§ Material for this exercise

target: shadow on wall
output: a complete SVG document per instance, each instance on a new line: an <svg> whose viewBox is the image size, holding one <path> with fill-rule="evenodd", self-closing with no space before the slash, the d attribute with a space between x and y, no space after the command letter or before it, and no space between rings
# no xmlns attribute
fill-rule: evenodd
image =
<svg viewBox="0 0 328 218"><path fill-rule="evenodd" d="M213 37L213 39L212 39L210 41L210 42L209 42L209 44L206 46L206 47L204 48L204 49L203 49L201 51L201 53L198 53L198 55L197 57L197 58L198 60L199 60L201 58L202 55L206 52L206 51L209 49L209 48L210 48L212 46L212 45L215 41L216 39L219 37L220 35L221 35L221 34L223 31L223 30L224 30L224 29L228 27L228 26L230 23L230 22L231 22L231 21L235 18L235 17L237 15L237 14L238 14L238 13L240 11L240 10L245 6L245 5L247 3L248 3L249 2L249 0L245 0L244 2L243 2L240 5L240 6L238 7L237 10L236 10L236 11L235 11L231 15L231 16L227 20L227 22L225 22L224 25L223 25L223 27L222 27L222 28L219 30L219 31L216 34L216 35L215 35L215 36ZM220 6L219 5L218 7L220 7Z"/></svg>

§ Instructions to follow
Copy all the rows above verbatim, line for line.

§ Result of this exercise
target: shadow on wall
output: a complete SVG document per instance, each instance on a new line: an <svg> whose viewBox is the image size, holding one <path> with fill-rule="evenodd", self-closing with no space before the slash, the d attribute with a space between x and y, no space after the command letter or before it, and no space between rings
# no xmlns attribute
fill-rule: evenodd
image =
<svg viewBox="0 0 328 218"><path fill-rule="evenodd" d="M213 37L213 39L212 39L210 41L210 42L209 42L209 44L206 46L206 47L204 48L204 49L203 49L201 51L201 53L198 53L198 55L197 57L197 58L198 60L199 60L201 58L202 55L206 52L206 51L209 49L209 48L210 48L212 46L212 45L215 41L216 39L219 37L220 35L221 35L221 34L223 31L223 30L224 30L224 29L228 27L228 26L230 23L230 22L231 22L231 21L235 18L235 17L237 15L237 14L238 14L238 13L240 11L240 10L245 6L245 5L247 3L248 3L249 2L249 0L245 0L244 2L243 2L240 5L240 6L238 7L237 10L236 10L236 11L235 11L231 15L231 16L227 20L227 22L225 22L224 25L223 25L223 27L222 27L222 28L219 30L219 31L216 34L216 35L215 35L215 36ZM220 6L219 5L218 7L220 7Z"/></svg>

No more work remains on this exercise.